- [BRIEF A]: From the passage on retail technology trends, extract the wording that begins at "AR and VR help" and ends after "to dispute charges.".
- [BRIEF B]: According to the passage on retail technology trends, what percentage of U.S. households had a smart speaker in 2019?
- [BRIEF C]: Proceed with the passage on retail technology trends, picking up after its final sentence.

Augmented reality (AR), for example, can let consumers see what that sofa, flooring or paint color will look like in their living room before they take the plunge. Virtual reality (VR) experiences can immerse shoppers in experiences, such as concerts or conferences, from the comforts and convenience of their home.
AR and VR help provide more enriching shopping experiences and bridge the gaps between physical and digital commerce.
Why it matters: While these technologies can enhance and personalise the shopping experience, they can also potentially open the door to more CNP transactions and ultimately chargebacks. While AR and VR are filling the gaps between shopping in person and online, there’s still a chance that something a shopper buys isn’t exactly as it appears through those technologies. When that happens, customers may be more likely to dispute charges.
4. Voice-activated search and shopping
More shopping today is happening via smart speakers such as Alexa and Google Home, and growth of voice recognition speakers is expected to soar. One analysis found that 35% of U.S. households had a smart speaker in 2019 and projected that 75% would have them by 2025.
Voice-driven interactions give customers more of a “self-serve” experience, as they use vocal commands to get the information they need and find products or services they’re looking for both locally at physical merchants and online. (“Hey Alexa, order more cat food.”).
Voice-directed customer service is also picking up, as companies make it easier for customers to ask specific product- or service-related questions directed to a particular merchant through, say, Alexa, to get fast answers.
Why it matters: While voice-activated shopping can give customers another easy way to buy from you, it could also potentially increase the number and types of transaction disputes—as people may mistakenly order things they didn’t intend to—as well as impact how disputes happen.
5. Biometrics-driven authentication
“Active” biometrics—such as using thumbprints or facial recognition to verify identities and authenticate users of banking and other services—have become commonplace. But increasingly, companies are realising that asking customers to take these extra steps is unnecessary and are turning instead to “passive” biometrics to eliminate the friction and improve the overall user experience.
Passive biometrics rely on analysis of behaviors, such as how fast someone types or how they move their computer mouse. People will start “seeing” less active biometrics as they increasingly run seamlessly in the background. What this ultimately means is that the authentication process will continue to reduce fraud and create less friction for the shopper—it’s a connection of data points working together to make the customer experience more secure while also less burdensome.

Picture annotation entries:
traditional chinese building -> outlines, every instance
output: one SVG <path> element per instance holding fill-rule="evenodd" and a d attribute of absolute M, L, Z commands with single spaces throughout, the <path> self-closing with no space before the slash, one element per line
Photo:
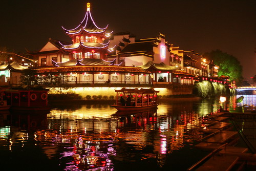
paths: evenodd
<path fill-rule="evenodd" d="M 106 59 L 110 40 L 110 33 L 106 30 L 108 26 L 101 28 L 93 20 L 91 13 L 91 5 L 87 3 L 87 11 L 80 24 L 75 28 L 64 28 L 65 33 L 72 39 L 72 44 L 61 45 L 61 49 L 70 53 L 70 59 Z"/>

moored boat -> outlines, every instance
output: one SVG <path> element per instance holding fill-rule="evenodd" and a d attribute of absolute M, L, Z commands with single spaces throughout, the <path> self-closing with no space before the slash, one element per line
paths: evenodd
<path fill-rule="evenodd" d="M 156 108 L 157 103 L 157 93 L 159 91 L 154 89 L 126 89 L 115 90 L 117 93 L 116 102 L 112 107 L 120 111 L 143 111 Z M 123 97 L 127 95 L 126 101 L 124 102 Z M 119 102 L 120 101 L 120 102 Z"/>
<path fill-rule="evenodd" d="M 244 99 L 244 96 L 242 96 L 239 97 L 237 99 L 237 103 L 240 103 L 243 101 L 243 99 Z"/>

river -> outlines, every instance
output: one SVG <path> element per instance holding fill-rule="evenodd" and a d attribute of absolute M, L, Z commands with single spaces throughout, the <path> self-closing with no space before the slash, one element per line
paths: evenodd
<path fill-rule="evenodd" d="M 255 111 L 256 95 L 244 96 L 243 103 L 237 96 L 225 102 L 162 99 L 157 110 L 128 116 L 117 116 L 108 103 L 52 104 L 49 113 L 37 114 L 2 112 L 1 169 L 185 170 L 207 154 L 194 147 L 203 136 L 204 117 L 220 105 Z M 254 146 L 255 128 L 247 132 Z"/>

- [FINAL ANSWER A]:
AR and VR help provide more enriching shopping experiences and bridge the gaps between physical and digital commerce.
Why it matters: While these technologies can enhance and personalise the shopping experience, they can also potentially open the door to more CNP transactions and ultimately chargebacks. While AR and VR are filling the gaps between shopping in person and online, there’s still a chance that something a shopper buys isn’t exactly as it appears through those technologies. When that happens, customers may be more likely to dispute charges.

- [FINAL ANSWER B]: 35%

- [FINAL ANSWER C]:
Overall, biometric technologies are expected to increase significantly, growing at a 13.4% compound annual growth rate (CAGR) between 2020 and 2024.
Why it matters: Biometrics are one part of taking a layered approach to fraud. Digital authentication helps reduce disputes. Read more about passive biometrics here.
6. “Versionless” cloud technology
As cloud software-as-a-service (SaaS) applications become the go-to, companies that rely on them are benefiting from the time and hassle savings of not having to update their software. New features and versions are integrated automatically and any glitches are resolved without requiring companies to download a “patch.”
Gartner has estimated that cloud services—which includes SaaS applications—will grow worldwide from $270 billion in 2020 to $397 billion in 2022.
Why it matters: Cloud-based applications are big game-changer as they make technology investments less time-consuming and ultimately less costly—meaning it’s far easier for companies to leverage new technology.
Staying Ahead on Fintech
The rapid acceleration of digital transformation happening right now means merchants can’t risk falling behind. They must be digital-ready and embrace technologies that provide the customer experience that people want and expect. At the core of this, each new technology changes the customer experience and fraud strategy for businesses. While there is great opportunity, it’s important to also understand the downstream impacts they pose – so you can choose the right tools that will adapt and scale to help keep your experience seamless, and your fraud and chargebacks low.